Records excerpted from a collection
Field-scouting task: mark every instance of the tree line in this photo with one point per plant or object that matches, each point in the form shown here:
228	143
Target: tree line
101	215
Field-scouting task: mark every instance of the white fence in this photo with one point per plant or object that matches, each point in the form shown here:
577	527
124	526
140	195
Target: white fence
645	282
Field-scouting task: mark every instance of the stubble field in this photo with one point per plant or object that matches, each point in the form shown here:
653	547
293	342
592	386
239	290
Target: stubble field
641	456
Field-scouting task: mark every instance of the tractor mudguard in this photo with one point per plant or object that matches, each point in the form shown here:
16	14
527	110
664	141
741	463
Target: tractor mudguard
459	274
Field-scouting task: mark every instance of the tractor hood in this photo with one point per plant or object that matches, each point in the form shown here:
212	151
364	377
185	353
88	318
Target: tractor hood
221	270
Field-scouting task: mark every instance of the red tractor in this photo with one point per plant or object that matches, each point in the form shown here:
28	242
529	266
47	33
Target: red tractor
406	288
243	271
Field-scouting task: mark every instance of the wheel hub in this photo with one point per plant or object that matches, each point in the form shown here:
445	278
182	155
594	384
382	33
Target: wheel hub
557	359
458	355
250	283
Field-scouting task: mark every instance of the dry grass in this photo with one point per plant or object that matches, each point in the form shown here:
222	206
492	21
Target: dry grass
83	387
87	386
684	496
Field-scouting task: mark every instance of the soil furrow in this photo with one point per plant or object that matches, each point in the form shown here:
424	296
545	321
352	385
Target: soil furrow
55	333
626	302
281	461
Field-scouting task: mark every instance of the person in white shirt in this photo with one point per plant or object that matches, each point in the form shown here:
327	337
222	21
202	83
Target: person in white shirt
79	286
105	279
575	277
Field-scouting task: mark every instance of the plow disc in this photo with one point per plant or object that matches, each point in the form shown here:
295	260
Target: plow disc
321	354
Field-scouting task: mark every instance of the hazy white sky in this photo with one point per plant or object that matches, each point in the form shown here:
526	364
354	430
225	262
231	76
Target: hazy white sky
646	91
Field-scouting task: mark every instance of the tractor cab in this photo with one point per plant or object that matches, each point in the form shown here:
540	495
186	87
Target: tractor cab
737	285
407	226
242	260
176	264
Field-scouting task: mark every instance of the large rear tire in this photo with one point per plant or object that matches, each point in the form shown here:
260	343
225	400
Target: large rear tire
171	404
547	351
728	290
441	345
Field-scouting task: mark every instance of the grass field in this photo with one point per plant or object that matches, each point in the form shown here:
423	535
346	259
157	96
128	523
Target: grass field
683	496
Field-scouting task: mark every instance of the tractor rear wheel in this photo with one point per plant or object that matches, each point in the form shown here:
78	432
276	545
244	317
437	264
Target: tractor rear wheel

== YOUR OBJECTIVE ==
Repeat the data precisely, line by line.

== WRITTEN SOLUTION ==
Field-scouting task: mark every instance of the tree line in this photo with one point per plant or object that matches, each point in the form shown here:
228	143
Target: tree line
101	215
Field-scouting task: mark every instance of the white fence in this photo with one point per plant or object that matches, each point in the form shown here:
577	527
124	526
140	195
Target: white fence
645	282
Field-scouting task: mark every instance of the stubble field in this photo with one point per plant or object that matches, each point in the form shown here:
653	547
293	342
592	386
239	290
Target: stubble field
641	456
Field-scouting task: mark every instance of the tractor mudguard in this photo with one point per plant or object that matches, each point in the form shown here:
16	14
527	110
664	141
741	463
Target: tractor mudguard
459	274
Field-scouting task: mark every instance of the tractor hood in this photo with one point per plant or object that matches, each point in the form shown here:
212	151
364	377
185	353
88	318
Target: tractor hood
221	270
Field-scouting task: mark every instance of the red tractor in this photo with one point per plant or object that matches, each point in the form shown here:
28	242
529	266
47	33
Target: red tractor
406	288
243	271
Field-scouting task: mark every instance of the wheel hub in this photo with one point per plant or object that matches, each point in the form shown here:
445	278
182	155
594	384
382	33
Target: wheel hub
557	359
458	355
250	283
Field-scouting task: mark every instance of the dry grass in this photo with one point per plant or object that matches, each point in the form shown here:
222	206
492	21
Target: dry grass
83	387
87	386
684	496
Field-scouting task: mark every instance of the soil furrow in this photo with one point per plant or object that matches, each point in the form shown here:
424	296
545	321
352	385
Target: soil furrow
55	333
626	302
281	461
Field-scouting task: mark every instance of the person in white shirt in this photo with one point per plant or object that matches, each point in the form shown here:
327	337
222	21
202	83
Target: person in white shirt
79	286
105	279
575	277
Field-scouting task: mark every instance of the plow disc in this photo with one point per plant or object that matches, each point in the form shown here:
295	260
Target: plow disc
321	354
Field-scouting task: mark every instance of the hazy white sky in this photo with one point per plant or object that matches, each point in the form shown here:
526	364
354	430
225	262
231	76
Target: hazy white sky
646	91
Field-scouting task: mark every instance of the tractor cab in this photo with one point per plant or object that matches, each point in the form shown here:
540	495
186	87
Target: tractor cab
737	285
407	226
242	260
176	264
Field-scouting task: mark every instance of the large rear tire in this photo with one point per plant or object that matches, each point in the form shown here:
260	343
225	400
Target: large rear tire
171	404
547	351
728	290
441	345
Field-scouting task: mark every instance of the grass field in this photo with one point per plant or object that matches, each point in the form shown here:
423	535
346	259
157	96
128	523
Target: grass field
683	496
Field-scouting task: mark every instance of the tractor rear wheel in this photo with one point per plant or object that matches, each point in the form shown here:
78	432
276	545
244	317
437	264
Target: tractor rear wheel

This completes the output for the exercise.